▶ **EXTRACT PROVIDED**:
— START —

The Cutting Edge: Going for the Gold is a 2006 American sports-romantic drama film, the sequel to The Cutting Edge (1992), and the second installment in The Cutting Edge film series. The film premiered on March 12, 2006 on ABC Family and released on DVD on March 28, 2006, receiving 3.4 million viewers.

Plot summary
Jaclyn "Jackie" Dorsey, the daughter of Olympic Gold medalists Doug Dorsey and Kate Moseley from the original film, also enters the figure skating field, with ambitions of winning her own Olympic gold. However, a serious injury derails that ambition. After months of training, Jackie is finally ready to skate again but has trouble keeping up with the rigorous demands of singles skating. Her parents send her on a vacation to Los Angeles, where she meets surfer boy/in-line skater Alex Harrison. Sparks fly between the two, but when Jackie sees how glamorous Alex's life as a pro in-line skater really is after finding out he works as a valet at her hotel, she brushes him off. This makes Alex mad, so when Jackie shows up at the beach, where they were supposed to meet for a date, and makes a half-hearted apology, the irritated Alex picks a fight and the two go fuming their separate ways.

In the meantime, Jackie realizes that, considering the circumstances, pairs skating will give her a better chance at Olympic gold. After many unsuccessful interviews with prospective partners, she becomes frustrated. Then, after Alex Harrison sees Jackie on TV, discussing her search for a partner, he shows up for an interview. Even though Alex has no experience and has trained for only a short time, he shows remarkable natural talent.

However, Jackie feels that Alex is lazy and unreliable. Inevitably, the two lock horns. They fight so constantly that Jackie's mother locks them together with a harness, forcing them to do everything together. After that, Jackie and Alex start to get along, and their attraction grows. But then, Alex's old girlfriend Heidi shows up and jeopardizes Alex and Jackie's chance at gold. After a blowout fight at regionals, Alex leaves. Jackie convinces him to return, but also learns that Heidi and Alex are engaged. Alex and Jackie train for the Olympics, which will be held in Torino, Italy. Later, while in Torino, Heidi lets it slip that they are getting married immediately after the closing ceremonies and that Alex will be hanging up his skates for good. This causes friction between Jackie and Alex, resulting in a passionless short program, and they end up in fourth place.

— END —

Stored data
— START —

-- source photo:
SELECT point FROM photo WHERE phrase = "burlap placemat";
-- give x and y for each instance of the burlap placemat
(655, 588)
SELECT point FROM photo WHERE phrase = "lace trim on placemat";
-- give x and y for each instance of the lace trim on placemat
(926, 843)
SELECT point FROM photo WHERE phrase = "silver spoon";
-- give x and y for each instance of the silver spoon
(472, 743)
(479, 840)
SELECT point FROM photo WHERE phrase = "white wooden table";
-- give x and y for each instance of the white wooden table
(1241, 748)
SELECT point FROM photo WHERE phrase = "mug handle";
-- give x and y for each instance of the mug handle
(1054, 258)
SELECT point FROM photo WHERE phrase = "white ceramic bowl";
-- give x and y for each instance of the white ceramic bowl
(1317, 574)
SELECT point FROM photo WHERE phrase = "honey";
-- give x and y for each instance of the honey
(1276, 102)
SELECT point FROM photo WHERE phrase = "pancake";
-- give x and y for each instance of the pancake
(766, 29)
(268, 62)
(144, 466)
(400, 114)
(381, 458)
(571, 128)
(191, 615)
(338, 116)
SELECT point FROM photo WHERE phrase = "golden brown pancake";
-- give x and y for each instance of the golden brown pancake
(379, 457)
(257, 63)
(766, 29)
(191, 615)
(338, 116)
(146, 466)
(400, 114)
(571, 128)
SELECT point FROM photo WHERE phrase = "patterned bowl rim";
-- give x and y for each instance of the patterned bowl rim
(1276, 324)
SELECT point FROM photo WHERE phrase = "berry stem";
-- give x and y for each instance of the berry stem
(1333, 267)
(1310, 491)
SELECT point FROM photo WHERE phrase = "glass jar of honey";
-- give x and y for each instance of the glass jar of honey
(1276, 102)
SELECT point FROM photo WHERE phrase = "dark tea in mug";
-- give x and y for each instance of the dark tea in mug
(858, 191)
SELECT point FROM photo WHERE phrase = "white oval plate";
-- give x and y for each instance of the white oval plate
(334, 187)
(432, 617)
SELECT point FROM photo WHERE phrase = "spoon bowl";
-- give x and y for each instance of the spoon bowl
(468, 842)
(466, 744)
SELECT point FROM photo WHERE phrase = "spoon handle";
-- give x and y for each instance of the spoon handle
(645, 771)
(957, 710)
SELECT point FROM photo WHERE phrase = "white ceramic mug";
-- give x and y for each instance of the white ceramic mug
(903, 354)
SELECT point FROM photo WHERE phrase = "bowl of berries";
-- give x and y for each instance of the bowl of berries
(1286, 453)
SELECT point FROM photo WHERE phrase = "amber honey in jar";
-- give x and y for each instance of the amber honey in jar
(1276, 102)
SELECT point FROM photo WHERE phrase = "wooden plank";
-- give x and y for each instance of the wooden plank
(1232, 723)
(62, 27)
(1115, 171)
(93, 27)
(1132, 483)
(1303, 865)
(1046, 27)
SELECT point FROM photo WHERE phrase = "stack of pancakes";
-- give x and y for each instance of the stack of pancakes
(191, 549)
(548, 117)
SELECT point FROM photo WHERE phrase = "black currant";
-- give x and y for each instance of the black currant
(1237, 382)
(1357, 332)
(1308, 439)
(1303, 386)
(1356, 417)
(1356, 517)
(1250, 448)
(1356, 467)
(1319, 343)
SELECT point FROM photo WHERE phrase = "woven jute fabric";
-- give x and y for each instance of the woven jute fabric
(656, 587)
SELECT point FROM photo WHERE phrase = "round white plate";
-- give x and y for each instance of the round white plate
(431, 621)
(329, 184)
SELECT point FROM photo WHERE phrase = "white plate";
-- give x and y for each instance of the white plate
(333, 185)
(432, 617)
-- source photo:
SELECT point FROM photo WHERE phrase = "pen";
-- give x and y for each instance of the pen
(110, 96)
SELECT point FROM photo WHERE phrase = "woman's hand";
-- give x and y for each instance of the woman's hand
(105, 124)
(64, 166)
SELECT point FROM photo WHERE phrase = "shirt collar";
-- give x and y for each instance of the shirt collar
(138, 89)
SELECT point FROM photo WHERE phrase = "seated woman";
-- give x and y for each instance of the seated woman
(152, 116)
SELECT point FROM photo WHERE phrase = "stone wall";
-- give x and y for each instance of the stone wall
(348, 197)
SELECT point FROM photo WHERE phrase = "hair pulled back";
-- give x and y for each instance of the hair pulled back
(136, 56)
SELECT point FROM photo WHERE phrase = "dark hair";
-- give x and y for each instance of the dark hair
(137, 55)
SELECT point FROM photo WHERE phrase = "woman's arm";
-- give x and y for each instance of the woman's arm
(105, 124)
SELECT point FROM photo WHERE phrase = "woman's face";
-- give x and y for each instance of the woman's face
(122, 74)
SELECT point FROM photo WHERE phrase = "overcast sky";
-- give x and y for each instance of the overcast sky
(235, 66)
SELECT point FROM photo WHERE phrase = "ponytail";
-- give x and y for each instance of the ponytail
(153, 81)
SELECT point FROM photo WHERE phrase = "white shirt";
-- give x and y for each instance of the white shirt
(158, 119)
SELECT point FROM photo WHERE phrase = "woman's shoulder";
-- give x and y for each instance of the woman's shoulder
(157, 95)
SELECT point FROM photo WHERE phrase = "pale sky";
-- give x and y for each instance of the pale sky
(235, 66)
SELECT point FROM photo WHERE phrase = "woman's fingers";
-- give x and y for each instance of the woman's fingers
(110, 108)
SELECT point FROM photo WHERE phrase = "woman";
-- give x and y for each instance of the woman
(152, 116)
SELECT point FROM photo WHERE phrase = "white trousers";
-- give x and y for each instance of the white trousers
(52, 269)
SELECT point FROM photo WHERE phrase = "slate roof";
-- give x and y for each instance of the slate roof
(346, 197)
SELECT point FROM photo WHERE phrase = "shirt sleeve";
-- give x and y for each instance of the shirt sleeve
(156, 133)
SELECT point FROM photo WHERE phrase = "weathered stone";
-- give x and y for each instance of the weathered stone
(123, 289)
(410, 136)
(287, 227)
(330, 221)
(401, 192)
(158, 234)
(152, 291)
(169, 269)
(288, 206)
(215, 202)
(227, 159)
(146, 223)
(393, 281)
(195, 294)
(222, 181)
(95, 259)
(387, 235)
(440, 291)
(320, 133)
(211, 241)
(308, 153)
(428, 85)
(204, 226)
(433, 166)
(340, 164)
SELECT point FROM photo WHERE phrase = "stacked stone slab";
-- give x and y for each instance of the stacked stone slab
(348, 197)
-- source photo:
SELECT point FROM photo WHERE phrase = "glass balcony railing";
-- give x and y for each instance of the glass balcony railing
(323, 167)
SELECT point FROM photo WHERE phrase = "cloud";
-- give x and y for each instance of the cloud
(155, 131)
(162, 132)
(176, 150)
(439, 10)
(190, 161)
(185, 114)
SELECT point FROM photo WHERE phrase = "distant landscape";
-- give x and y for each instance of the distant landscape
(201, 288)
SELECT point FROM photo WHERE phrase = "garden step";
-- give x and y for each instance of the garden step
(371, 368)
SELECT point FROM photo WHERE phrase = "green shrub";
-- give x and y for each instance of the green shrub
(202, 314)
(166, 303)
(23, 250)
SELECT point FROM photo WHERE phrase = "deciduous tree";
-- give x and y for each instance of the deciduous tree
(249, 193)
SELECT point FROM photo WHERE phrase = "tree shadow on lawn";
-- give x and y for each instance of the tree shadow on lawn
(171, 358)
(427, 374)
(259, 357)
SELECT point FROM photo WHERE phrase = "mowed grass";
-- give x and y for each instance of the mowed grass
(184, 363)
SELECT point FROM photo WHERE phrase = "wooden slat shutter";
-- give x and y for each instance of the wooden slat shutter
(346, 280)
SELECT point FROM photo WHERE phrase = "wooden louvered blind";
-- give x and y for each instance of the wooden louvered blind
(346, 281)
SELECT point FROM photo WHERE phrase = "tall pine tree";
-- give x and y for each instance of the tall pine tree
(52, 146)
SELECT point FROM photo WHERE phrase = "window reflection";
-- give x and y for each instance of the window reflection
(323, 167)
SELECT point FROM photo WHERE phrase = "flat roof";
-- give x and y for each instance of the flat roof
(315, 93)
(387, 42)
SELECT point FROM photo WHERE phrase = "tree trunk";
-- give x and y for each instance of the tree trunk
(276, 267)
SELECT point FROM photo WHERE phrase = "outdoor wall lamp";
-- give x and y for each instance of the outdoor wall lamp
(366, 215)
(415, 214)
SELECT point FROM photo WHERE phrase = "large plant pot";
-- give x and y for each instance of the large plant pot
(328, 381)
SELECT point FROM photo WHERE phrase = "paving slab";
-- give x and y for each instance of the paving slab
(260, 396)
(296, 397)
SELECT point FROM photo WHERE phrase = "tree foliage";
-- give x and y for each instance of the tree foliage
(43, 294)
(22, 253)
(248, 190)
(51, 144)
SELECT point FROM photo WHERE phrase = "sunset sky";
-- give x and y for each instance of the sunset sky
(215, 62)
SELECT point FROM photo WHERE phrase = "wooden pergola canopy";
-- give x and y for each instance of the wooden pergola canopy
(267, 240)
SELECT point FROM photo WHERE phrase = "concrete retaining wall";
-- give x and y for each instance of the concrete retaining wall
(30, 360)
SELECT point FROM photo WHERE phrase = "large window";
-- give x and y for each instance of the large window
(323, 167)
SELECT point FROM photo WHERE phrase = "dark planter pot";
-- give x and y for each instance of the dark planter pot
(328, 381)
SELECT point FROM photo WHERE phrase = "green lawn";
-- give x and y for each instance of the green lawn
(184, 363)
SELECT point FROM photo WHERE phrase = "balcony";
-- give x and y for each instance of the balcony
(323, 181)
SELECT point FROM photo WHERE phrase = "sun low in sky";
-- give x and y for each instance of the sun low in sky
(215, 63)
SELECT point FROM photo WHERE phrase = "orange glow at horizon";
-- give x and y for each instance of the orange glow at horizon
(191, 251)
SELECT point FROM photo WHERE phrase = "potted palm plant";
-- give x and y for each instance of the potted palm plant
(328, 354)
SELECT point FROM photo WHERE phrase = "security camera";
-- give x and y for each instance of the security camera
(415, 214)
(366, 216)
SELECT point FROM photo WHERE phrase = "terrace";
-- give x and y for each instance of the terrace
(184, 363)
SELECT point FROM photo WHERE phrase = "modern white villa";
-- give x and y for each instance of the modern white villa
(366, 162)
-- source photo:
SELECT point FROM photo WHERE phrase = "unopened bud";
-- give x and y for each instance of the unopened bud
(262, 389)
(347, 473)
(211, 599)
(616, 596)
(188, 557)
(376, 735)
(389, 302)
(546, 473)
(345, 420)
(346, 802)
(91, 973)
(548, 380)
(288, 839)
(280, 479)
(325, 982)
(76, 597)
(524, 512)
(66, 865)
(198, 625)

— END —

▶ **SET OF TASKS**:
**a)** In the film summary, what city do Jackie's parents send her to on vacation?
**b)** Copy everything in the film summary from "The Cutting Edge: Going" down to "3.4 million viewers.".
**c)** List every person the film summary names in its plot section.
The data is separate material from the film summary.

▶ **SOLUTIONS**:
**a)** Los Angeles

**b)**
The Cutting Edge: Going for the Gold is a 2006 American sports-romantic drama film, the sequel to The Cutting Edge (1992), and the second installment in The Cutting Edge film series. The film premiered on March 12, 2006 on ABC Family and released on DVD on March 28, 2006, receiving 3.4 million viewers.

**c)** Jaclyn "Jackie" Dorsey, Doug Dorsey, Kate Moseley, Alex Harrison, Heidi